Problem details »
From the entries below, report how many lines contain the string "neckline". Give only that number.

::::::

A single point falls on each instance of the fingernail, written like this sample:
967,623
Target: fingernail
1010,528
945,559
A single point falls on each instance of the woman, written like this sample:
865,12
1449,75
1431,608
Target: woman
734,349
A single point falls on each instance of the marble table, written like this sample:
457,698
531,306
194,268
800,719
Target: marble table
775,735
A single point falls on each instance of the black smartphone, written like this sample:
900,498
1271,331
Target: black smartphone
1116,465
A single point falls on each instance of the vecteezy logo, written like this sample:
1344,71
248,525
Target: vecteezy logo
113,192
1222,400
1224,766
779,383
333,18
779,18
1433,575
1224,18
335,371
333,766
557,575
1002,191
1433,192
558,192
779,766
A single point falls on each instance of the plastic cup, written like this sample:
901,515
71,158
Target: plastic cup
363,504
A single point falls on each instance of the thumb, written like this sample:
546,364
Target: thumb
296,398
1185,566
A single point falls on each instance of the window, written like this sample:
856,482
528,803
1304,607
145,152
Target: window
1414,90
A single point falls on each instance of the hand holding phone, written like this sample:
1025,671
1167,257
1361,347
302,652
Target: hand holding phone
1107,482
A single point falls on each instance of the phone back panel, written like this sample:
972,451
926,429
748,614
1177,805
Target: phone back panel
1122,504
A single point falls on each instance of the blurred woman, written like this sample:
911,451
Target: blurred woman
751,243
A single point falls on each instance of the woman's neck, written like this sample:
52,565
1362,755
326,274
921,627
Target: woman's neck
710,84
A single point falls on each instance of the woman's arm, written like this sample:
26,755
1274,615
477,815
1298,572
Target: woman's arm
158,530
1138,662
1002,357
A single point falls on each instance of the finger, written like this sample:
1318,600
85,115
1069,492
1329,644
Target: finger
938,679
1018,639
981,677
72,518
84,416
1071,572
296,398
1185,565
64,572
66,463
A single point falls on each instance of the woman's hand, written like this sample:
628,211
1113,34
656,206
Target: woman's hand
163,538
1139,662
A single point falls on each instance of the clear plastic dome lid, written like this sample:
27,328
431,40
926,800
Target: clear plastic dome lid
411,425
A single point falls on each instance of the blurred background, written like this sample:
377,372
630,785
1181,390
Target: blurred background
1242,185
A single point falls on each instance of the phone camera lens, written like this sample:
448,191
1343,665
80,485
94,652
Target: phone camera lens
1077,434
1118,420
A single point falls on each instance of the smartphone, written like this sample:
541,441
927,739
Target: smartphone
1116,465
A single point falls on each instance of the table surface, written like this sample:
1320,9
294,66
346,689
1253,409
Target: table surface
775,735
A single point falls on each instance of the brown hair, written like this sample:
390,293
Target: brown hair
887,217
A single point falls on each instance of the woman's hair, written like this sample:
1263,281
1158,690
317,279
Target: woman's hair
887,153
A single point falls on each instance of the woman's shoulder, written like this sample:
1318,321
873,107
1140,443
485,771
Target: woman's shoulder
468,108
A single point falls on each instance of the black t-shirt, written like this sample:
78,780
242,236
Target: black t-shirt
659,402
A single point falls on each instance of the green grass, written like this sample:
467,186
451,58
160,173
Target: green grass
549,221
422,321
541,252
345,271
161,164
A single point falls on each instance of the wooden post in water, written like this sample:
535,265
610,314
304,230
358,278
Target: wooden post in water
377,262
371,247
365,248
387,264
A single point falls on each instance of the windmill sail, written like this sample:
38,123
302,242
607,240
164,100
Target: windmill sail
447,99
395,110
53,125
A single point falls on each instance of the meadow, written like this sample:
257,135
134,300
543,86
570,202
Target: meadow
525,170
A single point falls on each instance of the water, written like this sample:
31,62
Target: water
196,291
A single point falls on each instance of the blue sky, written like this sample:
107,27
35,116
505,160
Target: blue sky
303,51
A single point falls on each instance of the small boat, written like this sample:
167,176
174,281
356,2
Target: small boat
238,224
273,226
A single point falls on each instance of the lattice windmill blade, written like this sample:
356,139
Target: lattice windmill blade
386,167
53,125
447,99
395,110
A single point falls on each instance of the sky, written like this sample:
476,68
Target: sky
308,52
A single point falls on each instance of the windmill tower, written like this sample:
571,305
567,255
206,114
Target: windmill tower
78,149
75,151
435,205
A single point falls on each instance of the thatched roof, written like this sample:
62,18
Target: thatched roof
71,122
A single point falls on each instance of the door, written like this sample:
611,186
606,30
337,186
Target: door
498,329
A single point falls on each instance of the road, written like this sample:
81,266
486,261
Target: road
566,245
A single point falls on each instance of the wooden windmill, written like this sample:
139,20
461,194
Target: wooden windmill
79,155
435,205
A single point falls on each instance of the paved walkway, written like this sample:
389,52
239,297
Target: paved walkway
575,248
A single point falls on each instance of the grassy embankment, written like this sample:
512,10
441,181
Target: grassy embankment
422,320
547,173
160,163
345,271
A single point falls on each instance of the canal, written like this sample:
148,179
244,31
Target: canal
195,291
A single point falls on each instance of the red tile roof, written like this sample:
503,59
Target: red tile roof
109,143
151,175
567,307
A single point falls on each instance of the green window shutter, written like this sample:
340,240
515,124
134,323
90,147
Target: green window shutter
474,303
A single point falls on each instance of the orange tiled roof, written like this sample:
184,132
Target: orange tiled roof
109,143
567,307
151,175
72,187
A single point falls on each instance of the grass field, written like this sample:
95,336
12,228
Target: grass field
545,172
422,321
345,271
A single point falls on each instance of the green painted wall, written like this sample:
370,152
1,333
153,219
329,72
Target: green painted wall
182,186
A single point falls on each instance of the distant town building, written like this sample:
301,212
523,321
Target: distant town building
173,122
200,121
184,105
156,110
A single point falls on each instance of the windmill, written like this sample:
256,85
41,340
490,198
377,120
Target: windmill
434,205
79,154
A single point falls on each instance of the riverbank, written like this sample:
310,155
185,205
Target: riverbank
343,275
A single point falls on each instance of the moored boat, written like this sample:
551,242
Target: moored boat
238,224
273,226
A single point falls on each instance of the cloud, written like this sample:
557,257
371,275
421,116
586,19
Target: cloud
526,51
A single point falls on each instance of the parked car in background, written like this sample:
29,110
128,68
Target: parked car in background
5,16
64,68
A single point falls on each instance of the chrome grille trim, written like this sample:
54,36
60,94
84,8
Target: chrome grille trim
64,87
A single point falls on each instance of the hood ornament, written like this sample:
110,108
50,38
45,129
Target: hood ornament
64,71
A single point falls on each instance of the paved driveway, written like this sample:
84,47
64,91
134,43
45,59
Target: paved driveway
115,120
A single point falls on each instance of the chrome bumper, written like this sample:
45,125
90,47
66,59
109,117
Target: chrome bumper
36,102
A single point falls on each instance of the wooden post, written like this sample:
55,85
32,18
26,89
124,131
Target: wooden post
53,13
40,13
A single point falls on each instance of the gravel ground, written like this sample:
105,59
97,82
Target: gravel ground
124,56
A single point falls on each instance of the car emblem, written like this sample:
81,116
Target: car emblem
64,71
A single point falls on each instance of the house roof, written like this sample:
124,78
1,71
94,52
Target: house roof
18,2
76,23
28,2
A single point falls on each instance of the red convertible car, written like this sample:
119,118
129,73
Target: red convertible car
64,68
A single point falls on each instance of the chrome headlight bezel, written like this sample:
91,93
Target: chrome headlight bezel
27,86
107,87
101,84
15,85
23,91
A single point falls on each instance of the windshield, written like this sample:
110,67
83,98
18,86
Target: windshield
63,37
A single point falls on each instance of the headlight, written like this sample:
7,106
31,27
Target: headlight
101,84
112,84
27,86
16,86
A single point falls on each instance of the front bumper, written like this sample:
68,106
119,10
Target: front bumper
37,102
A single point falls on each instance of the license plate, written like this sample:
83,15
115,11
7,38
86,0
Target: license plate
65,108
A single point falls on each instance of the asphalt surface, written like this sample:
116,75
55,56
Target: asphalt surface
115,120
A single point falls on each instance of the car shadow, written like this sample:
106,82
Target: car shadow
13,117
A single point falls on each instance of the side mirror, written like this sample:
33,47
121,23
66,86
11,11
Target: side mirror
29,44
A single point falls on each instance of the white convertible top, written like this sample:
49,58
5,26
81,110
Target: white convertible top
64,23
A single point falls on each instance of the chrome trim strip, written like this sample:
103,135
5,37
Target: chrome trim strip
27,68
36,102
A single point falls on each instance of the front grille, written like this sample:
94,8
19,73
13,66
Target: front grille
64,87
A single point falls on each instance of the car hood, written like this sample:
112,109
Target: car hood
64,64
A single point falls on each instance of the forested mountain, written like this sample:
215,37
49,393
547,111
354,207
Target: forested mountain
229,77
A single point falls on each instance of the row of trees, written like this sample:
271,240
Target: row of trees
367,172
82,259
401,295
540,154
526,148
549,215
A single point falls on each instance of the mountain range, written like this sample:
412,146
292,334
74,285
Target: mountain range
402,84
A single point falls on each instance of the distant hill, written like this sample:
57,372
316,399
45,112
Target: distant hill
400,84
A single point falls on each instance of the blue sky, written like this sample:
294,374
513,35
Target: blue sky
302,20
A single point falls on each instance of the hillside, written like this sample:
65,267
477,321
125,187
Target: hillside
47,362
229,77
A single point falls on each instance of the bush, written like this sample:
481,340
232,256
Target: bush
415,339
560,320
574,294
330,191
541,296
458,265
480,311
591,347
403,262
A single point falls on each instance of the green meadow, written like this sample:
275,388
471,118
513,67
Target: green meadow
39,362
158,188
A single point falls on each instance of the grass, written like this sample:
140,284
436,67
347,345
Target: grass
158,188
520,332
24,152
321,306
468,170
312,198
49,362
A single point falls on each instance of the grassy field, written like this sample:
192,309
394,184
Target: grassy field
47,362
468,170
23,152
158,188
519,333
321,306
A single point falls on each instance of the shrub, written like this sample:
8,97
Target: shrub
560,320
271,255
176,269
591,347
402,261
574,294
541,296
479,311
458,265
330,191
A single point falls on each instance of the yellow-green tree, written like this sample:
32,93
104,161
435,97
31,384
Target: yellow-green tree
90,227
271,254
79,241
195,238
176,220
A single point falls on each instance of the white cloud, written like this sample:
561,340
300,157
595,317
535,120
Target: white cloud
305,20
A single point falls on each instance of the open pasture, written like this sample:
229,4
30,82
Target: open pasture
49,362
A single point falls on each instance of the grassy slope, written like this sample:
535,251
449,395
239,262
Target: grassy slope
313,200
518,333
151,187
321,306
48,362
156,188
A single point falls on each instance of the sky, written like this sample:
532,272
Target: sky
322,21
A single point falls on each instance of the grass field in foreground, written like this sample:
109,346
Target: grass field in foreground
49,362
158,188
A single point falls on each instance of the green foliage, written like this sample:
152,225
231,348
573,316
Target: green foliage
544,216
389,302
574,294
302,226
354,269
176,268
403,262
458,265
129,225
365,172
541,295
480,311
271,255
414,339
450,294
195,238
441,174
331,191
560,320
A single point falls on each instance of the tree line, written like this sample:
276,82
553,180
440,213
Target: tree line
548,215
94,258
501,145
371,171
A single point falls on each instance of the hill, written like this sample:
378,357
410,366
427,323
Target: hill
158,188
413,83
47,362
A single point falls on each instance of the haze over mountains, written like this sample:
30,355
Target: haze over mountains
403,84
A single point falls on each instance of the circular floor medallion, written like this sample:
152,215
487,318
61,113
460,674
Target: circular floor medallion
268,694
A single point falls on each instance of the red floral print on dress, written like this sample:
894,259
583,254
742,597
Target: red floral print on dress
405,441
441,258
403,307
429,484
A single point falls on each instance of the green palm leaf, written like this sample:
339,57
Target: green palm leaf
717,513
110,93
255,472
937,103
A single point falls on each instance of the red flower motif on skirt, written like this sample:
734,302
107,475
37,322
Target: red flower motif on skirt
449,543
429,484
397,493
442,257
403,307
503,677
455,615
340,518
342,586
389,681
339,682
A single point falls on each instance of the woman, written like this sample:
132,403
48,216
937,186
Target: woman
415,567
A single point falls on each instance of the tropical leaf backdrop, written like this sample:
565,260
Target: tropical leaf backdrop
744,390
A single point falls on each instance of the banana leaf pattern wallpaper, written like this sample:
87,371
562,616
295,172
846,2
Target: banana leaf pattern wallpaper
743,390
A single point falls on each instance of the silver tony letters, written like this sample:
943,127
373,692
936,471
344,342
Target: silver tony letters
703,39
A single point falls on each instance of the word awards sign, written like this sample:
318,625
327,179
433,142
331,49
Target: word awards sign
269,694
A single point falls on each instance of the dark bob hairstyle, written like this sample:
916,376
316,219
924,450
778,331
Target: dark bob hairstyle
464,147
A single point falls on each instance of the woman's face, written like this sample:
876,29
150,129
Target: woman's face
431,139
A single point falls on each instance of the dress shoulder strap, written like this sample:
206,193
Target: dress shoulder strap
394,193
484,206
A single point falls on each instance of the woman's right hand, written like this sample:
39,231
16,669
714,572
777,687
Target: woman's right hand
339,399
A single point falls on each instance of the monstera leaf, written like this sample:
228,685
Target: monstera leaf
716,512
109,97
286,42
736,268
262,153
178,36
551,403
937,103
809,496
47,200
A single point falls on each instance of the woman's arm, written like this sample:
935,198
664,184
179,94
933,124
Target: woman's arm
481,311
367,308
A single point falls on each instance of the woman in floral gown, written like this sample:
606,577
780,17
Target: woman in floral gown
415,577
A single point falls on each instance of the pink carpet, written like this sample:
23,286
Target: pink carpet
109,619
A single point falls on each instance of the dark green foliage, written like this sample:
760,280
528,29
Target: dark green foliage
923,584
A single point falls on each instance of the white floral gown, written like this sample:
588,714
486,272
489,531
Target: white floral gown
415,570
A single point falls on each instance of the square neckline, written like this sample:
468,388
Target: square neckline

::::::

Answer section »
2